> [Document section]:

Peter Salgo, MD: One in every 3 healthcare dollars is spent on cardiovascular disease. The number I have is 800,000 deaths a year in cardiovascular disease. This is big stuff. When we actually look at this with this much at stake in this country, with this many people involved, we’re actually looking at payers. We’re looking at the folks who have to foot the bill. What are the implications of cardiovascular disease (I know you alluded to it going forward) for the payer community? For managed care? What’s the cost burden?
Gary L. Johnson, MD, MBA: Obviously, it’s tremendous. Along with oncology and immunologic diseases, cardiovascular disease is one of the top 3. But when you say payers, ultimately, the payers are society.
Seth J. Baum, MD: I was going to say that.
Gary L. Johnson, MD, MBA: We’re basically an intermediary to manage those dollars.
Peter Salgo, MD: Sure, the American public has to bear this, but when it comes down to it, the doctor sitting across the table from a patient is going to go to one of you and say, “I want to do A, B, or C.” You’re the guys and women who have to approve or disapprove. You’re the sieve, the filter, so, to some degree, you’re going to make these decisions.

> [Records taken from a collection]:
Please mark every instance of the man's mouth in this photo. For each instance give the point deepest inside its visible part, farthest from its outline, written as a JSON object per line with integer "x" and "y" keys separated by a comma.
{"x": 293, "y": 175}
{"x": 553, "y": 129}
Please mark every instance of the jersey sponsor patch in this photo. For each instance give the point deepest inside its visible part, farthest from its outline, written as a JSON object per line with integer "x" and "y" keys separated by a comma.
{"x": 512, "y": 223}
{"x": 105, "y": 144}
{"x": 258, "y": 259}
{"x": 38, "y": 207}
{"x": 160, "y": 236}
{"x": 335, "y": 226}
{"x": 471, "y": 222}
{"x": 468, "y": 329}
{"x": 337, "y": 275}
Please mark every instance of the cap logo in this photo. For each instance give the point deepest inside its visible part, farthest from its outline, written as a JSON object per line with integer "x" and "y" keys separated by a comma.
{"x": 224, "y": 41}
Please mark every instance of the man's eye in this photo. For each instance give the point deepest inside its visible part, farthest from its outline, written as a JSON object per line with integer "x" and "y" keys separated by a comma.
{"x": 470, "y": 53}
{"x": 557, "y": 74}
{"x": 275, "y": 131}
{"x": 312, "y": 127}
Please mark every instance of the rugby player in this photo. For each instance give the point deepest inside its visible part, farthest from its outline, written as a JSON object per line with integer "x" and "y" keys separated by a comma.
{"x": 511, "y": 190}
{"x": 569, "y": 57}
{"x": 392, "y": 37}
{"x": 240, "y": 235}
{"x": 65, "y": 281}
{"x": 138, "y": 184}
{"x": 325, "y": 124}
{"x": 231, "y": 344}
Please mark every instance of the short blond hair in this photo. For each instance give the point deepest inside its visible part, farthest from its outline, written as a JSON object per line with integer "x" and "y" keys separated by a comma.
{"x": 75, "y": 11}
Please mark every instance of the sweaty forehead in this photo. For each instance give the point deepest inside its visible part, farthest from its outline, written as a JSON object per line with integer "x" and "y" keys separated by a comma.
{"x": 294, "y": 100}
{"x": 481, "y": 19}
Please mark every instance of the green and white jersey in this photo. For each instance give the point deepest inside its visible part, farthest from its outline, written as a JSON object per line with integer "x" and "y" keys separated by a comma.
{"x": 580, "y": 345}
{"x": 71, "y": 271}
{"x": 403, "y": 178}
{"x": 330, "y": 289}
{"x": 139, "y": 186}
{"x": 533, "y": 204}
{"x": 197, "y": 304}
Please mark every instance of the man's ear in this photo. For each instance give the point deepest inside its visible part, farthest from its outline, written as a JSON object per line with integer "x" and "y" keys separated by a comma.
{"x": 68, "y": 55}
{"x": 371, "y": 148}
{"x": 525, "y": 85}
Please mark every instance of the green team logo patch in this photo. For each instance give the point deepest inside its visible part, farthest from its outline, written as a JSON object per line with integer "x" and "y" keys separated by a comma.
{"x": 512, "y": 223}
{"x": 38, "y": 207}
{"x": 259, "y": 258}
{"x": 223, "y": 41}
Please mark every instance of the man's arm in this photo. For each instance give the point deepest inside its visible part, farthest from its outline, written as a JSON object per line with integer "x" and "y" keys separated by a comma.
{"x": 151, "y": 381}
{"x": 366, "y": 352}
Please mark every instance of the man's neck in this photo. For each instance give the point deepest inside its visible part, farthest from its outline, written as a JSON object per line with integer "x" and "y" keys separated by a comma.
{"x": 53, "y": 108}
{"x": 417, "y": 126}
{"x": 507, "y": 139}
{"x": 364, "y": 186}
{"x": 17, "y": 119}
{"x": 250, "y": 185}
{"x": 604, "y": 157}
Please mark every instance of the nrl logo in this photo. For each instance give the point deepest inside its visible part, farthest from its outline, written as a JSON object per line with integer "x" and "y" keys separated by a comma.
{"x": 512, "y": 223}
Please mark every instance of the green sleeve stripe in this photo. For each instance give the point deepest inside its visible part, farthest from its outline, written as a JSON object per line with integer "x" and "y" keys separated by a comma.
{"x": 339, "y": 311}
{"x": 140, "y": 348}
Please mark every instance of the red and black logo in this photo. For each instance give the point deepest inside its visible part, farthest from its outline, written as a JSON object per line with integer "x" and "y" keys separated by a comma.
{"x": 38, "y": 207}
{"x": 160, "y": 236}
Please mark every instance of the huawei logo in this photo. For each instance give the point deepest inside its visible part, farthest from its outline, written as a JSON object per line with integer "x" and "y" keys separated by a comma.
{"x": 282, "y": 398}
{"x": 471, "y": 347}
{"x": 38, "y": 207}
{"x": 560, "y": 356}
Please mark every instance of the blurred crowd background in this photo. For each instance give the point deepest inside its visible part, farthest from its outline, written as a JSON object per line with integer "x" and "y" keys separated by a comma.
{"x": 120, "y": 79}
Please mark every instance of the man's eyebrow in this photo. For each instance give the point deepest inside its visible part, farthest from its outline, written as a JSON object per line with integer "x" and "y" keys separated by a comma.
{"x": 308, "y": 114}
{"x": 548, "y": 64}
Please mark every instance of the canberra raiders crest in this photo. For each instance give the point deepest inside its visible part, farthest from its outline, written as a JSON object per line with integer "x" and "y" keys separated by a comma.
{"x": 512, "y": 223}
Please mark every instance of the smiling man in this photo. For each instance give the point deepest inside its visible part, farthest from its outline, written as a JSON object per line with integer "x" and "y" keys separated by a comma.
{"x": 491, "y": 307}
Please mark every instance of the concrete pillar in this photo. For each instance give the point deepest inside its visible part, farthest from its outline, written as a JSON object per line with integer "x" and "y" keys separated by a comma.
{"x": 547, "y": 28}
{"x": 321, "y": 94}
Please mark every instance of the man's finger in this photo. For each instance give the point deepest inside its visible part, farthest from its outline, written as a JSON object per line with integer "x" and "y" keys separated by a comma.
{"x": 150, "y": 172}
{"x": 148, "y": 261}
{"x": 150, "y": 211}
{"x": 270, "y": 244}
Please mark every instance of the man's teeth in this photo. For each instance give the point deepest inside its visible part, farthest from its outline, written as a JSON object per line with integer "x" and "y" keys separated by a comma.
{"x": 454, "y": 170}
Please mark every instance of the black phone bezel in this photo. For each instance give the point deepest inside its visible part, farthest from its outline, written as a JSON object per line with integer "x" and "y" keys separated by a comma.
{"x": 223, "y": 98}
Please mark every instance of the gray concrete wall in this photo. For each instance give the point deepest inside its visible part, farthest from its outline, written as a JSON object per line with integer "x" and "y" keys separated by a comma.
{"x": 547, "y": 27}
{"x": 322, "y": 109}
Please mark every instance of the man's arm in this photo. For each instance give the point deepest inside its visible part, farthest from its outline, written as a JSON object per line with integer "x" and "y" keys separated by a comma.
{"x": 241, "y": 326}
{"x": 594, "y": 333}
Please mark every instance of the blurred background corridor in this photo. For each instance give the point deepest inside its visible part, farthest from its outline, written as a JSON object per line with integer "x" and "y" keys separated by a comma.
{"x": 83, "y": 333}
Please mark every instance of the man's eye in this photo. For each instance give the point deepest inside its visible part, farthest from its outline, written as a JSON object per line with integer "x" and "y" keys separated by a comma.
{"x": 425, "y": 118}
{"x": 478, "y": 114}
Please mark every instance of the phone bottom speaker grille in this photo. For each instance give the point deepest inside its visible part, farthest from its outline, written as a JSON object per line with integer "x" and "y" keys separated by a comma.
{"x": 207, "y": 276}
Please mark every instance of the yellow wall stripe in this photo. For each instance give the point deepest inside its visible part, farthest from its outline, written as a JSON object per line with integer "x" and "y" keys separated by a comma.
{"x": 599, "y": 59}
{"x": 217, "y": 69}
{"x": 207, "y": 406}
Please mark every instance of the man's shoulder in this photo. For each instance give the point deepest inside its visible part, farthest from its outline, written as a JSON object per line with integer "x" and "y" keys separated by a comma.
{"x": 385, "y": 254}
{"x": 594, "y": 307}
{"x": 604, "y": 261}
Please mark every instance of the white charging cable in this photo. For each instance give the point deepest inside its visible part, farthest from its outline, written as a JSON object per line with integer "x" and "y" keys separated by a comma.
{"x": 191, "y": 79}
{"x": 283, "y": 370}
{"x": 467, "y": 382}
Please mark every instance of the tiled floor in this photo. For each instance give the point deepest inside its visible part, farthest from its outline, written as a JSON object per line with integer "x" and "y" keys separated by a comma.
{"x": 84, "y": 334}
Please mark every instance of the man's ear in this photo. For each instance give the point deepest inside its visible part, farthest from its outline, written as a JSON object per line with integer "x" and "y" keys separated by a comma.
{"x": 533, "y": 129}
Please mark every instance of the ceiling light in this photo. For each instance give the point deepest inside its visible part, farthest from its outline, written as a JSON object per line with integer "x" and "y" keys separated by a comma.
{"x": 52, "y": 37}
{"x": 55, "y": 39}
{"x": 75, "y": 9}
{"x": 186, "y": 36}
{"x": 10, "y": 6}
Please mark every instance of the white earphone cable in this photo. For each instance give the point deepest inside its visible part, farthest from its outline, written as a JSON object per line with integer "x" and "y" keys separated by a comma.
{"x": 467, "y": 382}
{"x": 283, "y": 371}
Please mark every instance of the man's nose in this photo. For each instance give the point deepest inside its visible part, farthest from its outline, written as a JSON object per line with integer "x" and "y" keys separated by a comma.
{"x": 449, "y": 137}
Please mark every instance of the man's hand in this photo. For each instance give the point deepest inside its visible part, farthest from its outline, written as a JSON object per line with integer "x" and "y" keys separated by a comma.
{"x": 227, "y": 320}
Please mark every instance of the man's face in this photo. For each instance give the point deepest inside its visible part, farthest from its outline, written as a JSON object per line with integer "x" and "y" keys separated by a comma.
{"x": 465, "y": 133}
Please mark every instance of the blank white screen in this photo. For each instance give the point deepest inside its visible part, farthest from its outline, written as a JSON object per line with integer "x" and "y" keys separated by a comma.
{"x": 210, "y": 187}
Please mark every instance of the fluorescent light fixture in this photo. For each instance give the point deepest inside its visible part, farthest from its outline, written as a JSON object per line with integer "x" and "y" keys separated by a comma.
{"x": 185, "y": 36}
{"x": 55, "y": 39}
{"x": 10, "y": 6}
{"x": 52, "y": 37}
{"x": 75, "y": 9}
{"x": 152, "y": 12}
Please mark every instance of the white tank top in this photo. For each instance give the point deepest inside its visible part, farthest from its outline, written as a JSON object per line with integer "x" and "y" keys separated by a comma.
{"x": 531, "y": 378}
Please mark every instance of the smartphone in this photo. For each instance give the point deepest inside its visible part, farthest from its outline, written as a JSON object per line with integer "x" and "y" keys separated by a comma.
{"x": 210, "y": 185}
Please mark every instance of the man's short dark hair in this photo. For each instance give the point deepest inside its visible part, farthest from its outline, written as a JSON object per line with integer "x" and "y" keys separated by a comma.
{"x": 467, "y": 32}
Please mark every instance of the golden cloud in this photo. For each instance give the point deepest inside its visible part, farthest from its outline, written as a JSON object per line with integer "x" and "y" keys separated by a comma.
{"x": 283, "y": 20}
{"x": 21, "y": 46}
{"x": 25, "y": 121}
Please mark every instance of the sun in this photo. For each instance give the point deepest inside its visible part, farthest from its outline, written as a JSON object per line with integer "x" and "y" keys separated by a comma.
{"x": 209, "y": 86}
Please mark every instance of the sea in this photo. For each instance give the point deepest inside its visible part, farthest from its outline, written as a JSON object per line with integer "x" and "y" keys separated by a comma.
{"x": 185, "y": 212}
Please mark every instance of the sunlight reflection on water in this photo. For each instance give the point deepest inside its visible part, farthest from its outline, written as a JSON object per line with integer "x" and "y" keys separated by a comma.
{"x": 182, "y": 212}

> [Activity]: For each statement below, say whether it agrees with the discussion of cardiovascular disease costs, and quote the words that decide it: (a) One in every 3 healthcare dollars is spent on cardiovascular disease. (b) The figure given for deaths from cardiovascular disease is 300,000 a year. (c) Johnson says that, ultimately, the payers are society.

> [Result of the exercise]:
(a) Yes: "One in every 3 healthcare dollars is spent on cardiovascular disease."
(b) No: "The number I have is 800,000 deaths a year in cardiovascular disease."
(c) Yes: "ultimately, the payers are society."